• **Source passage**:
=-=-=

Ingredients:
4x 12 oz. Rib Eye Steaks
2x Medium Yellow Onions
2x Jalapeno peppers
1/4 C. Cumin seed toasted and crushed
1/4 C. Dark New Mexico chili powder
1/4 C. Smoked paprika
1 Tbsp. Coriander seed crushed
2 tsp. Cayenne
3 Tbsp. Coarse salt
2 Tbsp. Cracked black pepper
3 Tbsp. Chopped garlic
6 Cans Ice Cold Pilsner Style beer
16 oz. Crushed San Marzano tomatoes
12 oz. Tomato puree
1/4 C. Tomato paste
1 C. Maseca (tamale mix)
Procedure:
Prepare a hot charcoal grill, combine crushed cumin seeds, chili powder, paprika, coriander and cayenne in small bowl. Crust the steaks with your dry rub and let rest for 15 minutes. Reserve any extra dry rub to season the chili.
You will only need 2 beers for the chili and the other 4 are for drinking while you’re making the chili...
Over the hot coals grill the dry rubbed rib eye steaks and the onions and peppers for 3 minutes on each side then move off to indirect heat and let rest for 30 minutes.

=-=-=

• **Written tasks**:
**A.** In the chili recipe, rewrite the part that opens with the words containing "Over the hot" and closes with "for 30 minutes.", replacing "onions" with "shallots".
**B.** Translate this sentence from the chili recipe into Spanish: "Reserve any extra dry rub to season the chili."

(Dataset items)
=-=-=

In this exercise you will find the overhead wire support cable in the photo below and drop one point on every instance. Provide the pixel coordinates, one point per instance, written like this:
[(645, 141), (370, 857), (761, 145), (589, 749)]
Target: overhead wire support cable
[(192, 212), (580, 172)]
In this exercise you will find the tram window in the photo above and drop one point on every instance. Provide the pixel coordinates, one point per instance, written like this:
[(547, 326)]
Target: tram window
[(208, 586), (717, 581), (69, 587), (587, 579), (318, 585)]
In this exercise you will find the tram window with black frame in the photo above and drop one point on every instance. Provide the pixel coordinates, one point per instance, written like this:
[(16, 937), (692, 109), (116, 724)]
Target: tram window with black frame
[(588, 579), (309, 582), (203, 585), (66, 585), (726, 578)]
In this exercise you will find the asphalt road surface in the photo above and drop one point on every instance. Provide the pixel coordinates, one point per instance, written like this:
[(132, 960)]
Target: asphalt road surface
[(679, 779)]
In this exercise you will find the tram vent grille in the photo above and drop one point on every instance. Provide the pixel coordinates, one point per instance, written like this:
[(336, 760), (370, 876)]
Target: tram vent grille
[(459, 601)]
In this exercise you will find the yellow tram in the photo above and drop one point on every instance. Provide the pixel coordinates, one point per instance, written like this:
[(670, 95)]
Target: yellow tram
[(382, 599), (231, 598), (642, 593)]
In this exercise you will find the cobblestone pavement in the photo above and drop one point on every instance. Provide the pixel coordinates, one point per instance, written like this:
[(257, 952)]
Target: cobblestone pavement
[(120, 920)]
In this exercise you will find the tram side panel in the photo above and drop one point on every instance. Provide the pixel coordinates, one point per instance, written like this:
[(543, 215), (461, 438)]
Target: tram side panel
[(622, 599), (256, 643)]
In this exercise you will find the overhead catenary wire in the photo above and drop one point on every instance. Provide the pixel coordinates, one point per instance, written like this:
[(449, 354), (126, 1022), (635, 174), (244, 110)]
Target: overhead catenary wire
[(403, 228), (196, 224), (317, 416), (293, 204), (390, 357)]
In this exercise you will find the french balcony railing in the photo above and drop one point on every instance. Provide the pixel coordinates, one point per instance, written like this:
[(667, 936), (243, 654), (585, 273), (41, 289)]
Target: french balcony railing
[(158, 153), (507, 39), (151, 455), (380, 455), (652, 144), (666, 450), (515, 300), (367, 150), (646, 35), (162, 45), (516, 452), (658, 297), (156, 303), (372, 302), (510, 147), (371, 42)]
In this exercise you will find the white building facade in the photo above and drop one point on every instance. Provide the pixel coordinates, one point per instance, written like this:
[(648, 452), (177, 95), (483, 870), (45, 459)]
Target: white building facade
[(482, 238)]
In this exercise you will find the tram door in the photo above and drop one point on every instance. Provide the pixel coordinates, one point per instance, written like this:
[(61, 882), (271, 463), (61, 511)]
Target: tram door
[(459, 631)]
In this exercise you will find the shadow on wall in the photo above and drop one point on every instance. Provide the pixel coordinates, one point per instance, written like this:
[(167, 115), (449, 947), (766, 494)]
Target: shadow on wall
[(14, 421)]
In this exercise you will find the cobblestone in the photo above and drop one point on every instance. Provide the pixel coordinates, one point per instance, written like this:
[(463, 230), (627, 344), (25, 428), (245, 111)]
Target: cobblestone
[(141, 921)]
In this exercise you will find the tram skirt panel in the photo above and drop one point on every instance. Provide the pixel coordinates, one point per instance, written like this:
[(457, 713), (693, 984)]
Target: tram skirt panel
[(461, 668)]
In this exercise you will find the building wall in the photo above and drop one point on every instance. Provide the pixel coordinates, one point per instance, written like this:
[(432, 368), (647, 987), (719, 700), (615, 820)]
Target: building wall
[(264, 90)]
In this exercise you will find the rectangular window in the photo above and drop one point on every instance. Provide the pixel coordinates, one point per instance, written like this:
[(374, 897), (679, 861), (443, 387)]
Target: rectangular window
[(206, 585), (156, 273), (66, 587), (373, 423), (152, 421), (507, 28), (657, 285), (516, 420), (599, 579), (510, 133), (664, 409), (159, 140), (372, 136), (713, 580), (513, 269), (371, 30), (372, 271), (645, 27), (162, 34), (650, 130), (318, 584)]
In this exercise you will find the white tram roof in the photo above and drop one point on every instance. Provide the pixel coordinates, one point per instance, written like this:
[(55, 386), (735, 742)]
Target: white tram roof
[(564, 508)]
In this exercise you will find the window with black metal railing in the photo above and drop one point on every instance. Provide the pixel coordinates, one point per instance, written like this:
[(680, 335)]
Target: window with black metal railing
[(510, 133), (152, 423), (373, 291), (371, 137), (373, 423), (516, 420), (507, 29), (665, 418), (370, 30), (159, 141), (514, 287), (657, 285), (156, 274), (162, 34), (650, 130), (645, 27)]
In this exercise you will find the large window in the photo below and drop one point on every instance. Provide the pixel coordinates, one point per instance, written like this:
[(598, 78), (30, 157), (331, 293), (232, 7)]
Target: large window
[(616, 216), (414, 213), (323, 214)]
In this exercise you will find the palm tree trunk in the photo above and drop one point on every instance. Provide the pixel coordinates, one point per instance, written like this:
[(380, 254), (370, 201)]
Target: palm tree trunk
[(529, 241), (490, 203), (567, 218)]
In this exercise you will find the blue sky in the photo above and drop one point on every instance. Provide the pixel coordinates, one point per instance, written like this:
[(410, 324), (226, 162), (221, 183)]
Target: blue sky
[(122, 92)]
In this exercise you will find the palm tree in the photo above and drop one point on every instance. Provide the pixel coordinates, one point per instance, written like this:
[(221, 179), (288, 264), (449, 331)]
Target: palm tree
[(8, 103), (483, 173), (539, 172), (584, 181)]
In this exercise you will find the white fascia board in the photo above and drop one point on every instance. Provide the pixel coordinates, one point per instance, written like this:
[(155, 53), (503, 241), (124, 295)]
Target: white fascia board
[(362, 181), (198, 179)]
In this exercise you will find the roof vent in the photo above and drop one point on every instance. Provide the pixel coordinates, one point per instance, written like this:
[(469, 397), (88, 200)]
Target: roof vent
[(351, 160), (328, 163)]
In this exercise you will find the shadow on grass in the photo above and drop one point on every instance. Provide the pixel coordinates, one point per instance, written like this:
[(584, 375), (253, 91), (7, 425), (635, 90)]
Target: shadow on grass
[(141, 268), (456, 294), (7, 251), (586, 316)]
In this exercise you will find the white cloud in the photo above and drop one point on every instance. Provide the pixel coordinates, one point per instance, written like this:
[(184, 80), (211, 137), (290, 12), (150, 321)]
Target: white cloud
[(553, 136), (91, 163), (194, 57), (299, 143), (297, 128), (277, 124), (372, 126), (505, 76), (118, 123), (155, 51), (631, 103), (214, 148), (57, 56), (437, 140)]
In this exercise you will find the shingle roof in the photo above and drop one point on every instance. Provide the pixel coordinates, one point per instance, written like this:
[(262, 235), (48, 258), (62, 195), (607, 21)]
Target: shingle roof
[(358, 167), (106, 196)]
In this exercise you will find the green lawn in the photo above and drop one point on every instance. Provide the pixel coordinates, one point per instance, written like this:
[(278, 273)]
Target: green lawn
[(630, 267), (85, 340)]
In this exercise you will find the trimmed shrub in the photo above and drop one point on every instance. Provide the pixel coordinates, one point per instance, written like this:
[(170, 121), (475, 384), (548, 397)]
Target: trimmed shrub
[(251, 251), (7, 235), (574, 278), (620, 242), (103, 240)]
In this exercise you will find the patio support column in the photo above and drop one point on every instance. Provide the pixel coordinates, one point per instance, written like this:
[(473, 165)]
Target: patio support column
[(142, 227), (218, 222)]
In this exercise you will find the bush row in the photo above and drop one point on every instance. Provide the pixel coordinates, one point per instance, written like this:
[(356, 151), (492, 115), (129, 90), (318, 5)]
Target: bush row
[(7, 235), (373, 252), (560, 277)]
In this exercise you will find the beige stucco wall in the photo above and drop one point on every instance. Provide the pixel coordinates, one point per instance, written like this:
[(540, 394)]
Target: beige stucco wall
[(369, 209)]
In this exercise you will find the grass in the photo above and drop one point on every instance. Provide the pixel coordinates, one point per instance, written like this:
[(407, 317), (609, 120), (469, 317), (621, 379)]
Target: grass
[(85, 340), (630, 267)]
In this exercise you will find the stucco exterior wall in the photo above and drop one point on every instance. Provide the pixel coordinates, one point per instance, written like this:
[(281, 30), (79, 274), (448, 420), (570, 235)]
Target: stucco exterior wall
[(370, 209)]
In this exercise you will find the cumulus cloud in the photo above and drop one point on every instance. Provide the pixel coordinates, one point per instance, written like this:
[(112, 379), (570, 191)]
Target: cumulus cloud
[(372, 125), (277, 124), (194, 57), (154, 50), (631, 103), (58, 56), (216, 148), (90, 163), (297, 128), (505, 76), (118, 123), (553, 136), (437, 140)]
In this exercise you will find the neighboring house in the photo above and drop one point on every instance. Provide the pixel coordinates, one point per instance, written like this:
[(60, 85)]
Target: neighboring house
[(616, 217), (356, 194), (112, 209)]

=-=-=

• **Answers to the problems**:
**A.**
Over the hot coals grill the dry rubbed rib eye steaks and the shallots and peppers for 3 minutes on each side then move off to indirect heat and let rest for 30 minutes.

**B.** Reserve el aliño seco sobrante para sazonar el chili.